■ **SOURCE EXCERPT**

While the European Union prepares new sanctions against Belarus (“We will continue fighting against this terrible instrumentalization of migrants and human misery by the Lukashenko regime,” Luc Devigne, a senior official of the European External Action Service on Thursday, stressed on Thursday), Warsaw is taking measures in the form of starting the construction of a 187-kilometer-long barrier along the border with Belarus, alerting the army and declaring a state of emergency, which is expected to come into force on Monday after the approval of Parliament, as required by law. The situation is “difficult and dangerous,” a spokesman for the president explained. “Today, we as Poland, being responsible for our own borders, but also for the borders of the European Union, must take measures to ensure the security of Poland and the European Union.”

Entries from an annotation dataset:
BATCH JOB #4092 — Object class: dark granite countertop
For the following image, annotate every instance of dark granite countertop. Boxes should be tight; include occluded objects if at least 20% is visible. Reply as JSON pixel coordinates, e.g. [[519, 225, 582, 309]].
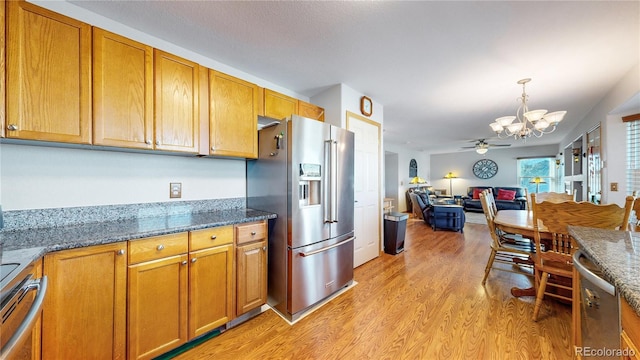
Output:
[[569, 226, 640, 315], [0, 208, 276, 263]]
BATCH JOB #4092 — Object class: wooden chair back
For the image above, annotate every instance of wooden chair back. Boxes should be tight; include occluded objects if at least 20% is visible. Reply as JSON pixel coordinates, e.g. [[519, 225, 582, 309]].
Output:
[[532, 190, 576, 202]]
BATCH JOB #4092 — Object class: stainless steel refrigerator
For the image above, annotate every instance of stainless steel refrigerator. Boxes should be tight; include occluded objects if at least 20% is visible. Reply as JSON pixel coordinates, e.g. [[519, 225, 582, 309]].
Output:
[[247, 116, 354, 320]]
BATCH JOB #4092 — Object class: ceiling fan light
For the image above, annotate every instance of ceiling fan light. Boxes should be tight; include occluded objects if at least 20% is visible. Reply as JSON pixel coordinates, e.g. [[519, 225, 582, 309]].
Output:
[[544, 111, 567, 124], [489, 122, 504, 132], [496, 116, 516, 128], [507, 123, 524, 134], [534, 119, 549, 130], [524, 109, 547, 123]]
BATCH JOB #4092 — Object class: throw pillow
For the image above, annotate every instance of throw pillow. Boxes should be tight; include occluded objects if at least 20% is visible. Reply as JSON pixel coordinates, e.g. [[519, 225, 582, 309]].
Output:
[[496, 189, 516, 200], [473, 188, 484, 200]]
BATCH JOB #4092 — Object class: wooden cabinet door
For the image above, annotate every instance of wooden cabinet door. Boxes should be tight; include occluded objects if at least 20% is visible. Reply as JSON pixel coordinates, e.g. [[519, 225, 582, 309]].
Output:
[[5, 1, 91, 144], [154, 49, 200, 153], [189, 244, 233, 339], [42, 242, 127, 359], [93, 28, 153, 149], [236, 240, 267, 316], [128, 254, 188, 359], [264, 89, 298, 120], [298, 100, 324, 121], [209, 70, 258, 158]]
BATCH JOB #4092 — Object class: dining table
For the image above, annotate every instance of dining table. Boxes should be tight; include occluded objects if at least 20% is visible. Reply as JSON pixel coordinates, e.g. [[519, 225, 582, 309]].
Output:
[[493, 210, 551, 297]]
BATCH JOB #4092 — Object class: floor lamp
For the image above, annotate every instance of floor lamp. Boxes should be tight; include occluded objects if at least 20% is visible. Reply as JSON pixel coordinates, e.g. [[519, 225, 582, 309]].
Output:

■ **REQUIREMENTS**
1. Turn the paragraph of the Poland–Belarus border text that opens with "While the European Union prepares" into a short bulleted list of its main facts.
2. Proceed with the report on Poland's response at the Belarus border, picking up right after its final sentence.
The items play no part in what comes after them.

■ **TASK ANSWERS**
1.
- The European Union is preparing new sanctions against Belarus.
- Luc Devigne, a senior official of the European External Action Service, said the EU will keep fighting the Lukashenko regime's instrumentalization of migrants and human misery.
- Warsaw is starting construction of a 187-kilometer barrier along the border with Belarus.
- Poland is alerting the army.
- Poland is declaring a state of emergency, expected to take effect on Monday after Parliament approves it, as the law requires.
- A spokesman for the president called the situation "difficult and dangerous." He said Poland is responsible for its own borders and for the EU's borders, so it must act to secure both.

2.
The new restrictive rules will affect 183 towns near the border. For one month, non-residents will not be allowed within an area that extends up to three kilometers from the border, where everyone will be prohibited from organizing rallies or demonstrations and from making videos that would show the appearance or characteristics of the places, objects and border areas and the people who are guarding them. “We will not allow Poland to become another route for illegal mass immigration into the European Union.,” said Interior Minister Mariusz Kaminski.

But it is not only migrants who are arousing concern in Poland. Warsaw also fears possible provocations that might occur during the scheduled military exercises of about 200,000 Russian and Belarusian soldiers, a few kilometers from the border.